## Try it
Look through the records below for the line holding "Target: cake top surface". Write it out exactly, with each following line through the line holding "like (33, 172).".
......
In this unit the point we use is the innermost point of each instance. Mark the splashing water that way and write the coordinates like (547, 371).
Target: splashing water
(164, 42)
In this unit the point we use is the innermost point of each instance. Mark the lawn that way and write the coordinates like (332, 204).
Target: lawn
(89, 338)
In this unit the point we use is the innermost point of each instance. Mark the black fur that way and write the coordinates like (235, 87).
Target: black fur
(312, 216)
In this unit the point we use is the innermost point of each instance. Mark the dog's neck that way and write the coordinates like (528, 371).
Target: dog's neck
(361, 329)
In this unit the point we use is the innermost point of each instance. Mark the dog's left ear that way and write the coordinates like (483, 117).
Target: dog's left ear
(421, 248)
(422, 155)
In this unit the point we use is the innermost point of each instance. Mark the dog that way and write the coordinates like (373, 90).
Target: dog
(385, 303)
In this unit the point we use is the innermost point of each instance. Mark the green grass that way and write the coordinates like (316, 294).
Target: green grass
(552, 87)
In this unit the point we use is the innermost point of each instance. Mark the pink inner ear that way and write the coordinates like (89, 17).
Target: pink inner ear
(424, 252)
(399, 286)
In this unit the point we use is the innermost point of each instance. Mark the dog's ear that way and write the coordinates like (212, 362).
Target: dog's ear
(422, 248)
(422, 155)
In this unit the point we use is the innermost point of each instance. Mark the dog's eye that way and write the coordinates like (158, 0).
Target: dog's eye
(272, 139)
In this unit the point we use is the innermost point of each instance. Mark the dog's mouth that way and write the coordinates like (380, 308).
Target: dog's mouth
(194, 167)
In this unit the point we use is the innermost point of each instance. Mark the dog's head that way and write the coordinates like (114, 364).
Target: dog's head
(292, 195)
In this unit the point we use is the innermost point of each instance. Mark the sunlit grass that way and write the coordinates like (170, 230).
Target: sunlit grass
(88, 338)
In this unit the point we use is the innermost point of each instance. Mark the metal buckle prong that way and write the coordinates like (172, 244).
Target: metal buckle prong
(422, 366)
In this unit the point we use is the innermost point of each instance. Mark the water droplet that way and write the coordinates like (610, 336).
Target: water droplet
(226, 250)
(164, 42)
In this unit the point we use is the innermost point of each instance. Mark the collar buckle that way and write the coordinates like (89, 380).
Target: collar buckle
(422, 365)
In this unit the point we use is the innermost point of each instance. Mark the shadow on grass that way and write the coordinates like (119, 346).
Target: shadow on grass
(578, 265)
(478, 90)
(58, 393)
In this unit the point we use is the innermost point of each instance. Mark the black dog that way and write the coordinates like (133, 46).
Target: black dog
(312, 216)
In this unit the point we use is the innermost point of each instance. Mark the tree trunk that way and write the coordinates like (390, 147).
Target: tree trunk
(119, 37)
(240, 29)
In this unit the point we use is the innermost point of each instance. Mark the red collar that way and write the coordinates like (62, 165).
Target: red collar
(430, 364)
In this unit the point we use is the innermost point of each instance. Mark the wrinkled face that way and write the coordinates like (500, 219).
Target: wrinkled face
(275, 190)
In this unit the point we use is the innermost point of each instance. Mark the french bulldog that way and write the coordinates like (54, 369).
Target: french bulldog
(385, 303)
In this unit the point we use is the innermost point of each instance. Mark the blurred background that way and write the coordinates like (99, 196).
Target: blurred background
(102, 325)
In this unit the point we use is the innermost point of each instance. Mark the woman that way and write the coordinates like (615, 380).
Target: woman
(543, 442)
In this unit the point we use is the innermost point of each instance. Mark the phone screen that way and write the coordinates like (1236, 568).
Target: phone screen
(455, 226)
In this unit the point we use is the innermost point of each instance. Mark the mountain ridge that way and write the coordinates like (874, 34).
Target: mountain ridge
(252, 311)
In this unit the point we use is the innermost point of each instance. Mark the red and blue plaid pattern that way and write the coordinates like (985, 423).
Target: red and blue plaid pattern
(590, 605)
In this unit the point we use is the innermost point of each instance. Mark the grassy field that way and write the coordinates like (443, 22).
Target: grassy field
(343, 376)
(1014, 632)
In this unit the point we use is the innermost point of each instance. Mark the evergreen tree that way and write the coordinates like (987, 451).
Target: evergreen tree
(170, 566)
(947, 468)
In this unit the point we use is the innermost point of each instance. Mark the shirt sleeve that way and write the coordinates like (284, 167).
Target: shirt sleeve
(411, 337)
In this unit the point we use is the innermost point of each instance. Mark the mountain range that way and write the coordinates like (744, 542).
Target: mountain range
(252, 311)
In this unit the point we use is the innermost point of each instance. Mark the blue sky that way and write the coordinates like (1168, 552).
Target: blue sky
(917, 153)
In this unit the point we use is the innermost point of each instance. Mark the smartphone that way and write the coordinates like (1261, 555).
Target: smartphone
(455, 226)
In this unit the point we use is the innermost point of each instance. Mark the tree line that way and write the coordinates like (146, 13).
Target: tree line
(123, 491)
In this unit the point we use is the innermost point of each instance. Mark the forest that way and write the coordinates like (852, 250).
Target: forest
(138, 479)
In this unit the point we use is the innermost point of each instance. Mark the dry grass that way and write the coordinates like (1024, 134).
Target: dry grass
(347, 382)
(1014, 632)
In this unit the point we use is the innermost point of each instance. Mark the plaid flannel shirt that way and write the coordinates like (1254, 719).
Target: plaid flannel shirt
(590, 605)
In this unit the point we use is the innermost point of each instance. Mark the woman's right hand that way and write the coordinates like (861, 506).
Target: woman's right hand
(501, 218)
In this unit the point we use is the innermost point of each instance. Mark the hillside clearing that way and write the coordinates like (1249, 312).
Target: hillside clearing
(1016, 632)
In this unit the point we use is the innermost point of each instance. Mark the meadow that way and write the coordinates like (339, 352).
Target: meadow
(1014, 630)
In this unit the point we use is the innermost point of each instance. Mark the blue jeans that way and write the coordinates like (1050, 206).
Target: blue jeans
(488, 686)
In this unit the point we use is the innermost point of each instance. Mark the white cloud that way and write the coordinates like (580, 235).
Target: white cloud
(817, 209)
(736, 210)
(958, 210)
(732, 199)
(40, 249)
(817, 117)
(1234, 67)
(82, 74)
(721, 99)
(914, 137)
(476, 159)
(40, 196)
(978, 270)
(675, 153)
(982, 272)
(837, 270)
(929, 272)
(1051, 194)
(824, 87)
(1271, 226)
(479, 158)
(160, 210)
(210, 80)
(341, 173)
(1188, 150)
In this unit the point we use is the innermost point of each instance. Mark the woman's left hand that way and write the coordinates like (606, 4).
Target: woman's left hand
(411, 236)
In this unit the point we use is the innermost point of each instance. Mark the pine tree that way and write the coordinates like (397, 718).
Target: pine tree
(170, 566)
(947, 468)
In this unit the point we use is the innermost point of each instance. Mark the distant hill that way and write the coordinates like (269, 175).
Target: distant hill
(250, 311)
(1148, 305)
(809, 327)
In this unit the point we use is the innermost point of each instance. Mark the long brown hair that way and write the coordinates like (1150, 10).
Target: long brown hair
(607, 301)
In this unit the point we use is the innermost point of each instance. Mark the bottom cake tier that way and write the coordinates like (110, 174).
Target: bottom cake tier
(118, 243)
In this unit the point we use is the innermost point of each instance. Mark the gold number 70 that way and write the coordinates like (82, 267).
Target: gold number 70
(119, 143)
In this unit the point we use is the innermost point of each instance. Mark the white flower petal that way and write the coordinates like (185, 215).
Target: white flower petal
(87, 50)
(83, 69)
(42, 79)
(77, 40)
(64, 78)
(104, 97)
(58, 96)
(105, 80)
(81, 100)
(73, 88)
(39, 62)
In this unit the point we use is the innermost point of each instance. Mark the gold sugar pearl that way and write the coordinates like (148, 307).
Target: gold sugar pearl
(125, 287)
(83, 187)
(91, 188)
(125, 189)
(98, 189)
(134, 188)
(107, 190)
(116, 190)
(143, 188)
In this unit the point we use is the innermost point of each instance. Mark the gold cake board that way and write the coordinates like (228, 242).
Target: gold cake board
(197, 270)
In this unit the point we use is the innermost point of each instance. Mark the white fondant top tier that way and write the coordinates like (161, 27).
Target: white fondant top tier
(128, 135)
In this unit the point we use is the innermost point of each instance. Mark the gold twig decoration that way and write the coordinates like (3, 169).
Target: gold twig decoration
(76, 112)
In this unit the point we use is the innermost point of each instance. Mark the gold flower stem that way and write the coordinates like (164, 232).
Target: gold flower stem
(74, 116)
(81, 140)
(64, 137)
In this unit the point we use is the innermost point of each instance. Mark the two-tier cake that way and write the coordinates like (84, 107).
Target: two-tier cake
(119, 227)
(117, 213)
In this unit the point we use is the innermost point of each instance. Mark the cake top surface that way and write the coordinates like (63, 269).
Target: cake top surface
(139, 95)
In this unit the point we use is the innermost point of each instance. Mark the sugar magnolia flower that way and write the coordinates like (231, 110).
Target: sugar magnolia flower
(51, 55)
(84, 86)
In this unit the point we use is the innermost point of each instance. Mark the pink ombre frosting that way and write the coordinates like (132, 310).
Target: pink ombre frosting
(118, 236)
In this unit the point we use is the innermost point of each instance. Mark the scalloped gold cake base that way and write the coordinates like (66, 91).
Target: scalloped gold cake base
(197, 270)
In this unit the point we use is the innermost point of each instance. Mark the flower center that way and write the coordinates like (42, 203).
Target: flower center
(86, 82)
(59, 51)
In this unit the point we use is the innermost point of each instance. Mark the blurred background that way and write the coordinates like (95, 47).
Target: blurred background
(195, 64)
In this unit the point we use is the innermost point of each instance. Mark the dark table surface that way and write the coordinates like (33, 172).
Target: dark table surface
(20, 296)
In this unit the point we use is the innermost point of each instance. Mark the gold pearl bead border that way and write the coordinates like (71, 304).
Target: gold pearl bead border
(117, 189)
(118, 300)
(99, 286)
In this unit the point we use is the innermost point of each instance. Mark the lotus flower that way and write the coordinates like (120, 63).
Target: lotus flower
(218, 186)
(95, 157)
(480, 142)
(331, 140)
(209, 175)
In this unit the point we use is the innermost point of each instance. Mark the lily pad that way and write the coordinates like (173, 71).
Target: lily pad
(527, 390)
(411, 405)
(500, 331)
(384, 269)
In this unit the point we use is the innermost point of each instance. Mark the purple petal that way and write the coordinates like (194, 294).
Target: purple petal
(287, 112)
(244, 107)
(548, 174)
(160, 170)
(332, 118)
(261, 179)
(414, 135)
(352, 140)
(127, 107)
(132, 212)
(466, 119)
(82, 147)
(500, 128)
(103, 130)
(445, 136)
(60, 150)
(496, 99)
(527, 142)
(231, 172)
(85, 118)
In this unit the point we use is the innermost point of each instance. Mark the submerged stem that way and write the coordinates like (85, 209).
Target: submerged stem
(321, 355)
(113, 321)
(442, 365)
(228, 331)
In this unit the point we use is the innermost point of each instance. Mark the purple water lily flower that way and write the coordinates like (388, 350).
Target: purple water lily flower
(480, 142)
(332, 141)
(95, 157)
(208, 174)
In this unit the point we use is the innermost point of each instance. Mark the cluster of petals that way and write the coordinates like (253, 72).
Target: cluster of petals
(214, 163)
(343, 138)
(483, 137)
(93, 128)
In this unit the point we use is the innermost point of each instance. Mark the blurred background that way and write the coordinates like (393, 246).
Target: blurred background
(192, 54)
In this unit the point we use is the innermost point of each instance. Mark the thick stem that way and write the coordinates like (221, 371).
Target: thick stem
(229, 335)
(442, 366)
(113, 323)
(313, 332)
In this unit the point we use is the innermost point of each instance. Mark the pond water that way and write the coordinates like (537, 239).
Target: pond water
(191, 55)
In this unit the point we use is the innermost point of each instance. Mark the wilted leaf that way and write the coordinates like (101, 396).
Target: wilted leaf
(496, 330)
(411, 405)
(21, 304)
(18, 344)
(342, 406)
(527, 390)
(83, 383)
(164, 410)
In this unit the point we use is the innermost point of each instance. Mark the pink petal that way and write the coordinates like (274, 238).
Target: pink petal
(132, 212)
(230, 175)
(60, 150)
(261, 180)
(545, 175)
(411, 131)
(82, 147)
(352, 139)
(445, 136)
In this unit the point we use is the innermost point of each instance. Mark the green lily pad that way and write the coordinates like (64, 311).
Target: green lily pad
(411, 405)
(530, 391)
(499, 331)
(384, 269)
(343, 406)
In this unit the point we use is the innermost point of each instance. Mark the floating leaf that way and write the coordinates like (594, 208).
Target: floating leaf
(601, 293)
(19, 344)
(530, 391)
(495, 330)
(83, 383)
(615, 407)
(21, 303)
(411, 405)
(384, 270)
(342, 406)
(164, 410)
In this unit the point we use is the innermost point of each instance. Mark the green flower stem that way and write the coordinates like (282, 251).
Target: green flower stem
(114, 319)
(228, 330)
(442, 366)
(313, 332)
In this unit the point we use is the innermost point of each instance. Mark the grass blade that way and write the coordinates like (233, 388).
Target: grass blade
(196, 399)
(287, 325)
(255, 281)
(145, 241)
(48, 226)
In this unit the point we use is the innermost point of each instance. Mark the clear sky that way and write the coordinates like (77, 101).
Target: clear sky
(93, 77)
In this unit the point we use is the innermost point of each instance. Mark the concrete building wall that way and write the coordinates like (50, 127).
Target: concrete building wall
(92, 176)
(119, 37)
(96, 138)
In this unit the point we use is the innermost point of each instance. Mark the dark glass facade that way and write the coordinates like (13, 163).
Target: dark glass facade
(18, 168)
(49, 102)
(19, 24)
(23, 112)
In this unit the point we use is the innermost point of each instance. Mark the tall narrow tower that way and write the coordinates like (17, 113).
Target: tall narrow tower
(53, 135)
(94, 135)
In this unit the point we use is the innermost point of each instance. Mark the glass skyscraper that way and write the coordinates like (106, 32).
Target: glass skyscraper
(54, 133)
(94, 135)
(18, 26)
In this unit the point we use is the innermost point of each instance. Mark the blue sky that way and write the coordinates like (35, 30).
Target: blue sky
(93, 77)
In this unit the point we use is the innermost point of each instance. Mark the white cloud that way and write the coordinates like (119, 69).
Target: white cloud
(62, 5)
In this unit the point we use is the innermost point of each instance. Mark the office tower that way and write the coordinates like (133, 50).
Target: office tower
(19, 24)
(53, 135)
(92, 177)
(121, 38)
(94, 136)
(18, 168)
......
## Task response
Target: cake top surface
(139, 95)
In this unit the point we use is the innermost point of each instance. Mark the sugar magnolia flower that way and write the coordinates like (231, 110).
Target: sugar magnolia flower
(51, 55)
(84, 86)
In this unit the point we use is the innermost point of each instance. Mark the pink ombre frosting that way and write the coordinates like (132, 310).
Target: pink ombre frosting
(118, 236)
In this unit the point we use is the innermost point of each instance. Mark the scalloped gold cake base that way and write the coordinates like (66, 91).
Target: scalloped gold cake base
(197, 270)
In this unit the point we use is the innermost point of each instance. Mark the flower center that way and write the coordinates like (42, 203).
Target: flower center
(86, 82)
(59, 51)
In this unit the point we use is the innermost point of each instance. Mark the blurred background that way and write the coordinates like (95, 47).
Target: blurred background
(195, 64)
In this unit the point we use is the innermost point of each instance. Mark the dark table surface that way and write the coordinates like (33, 172).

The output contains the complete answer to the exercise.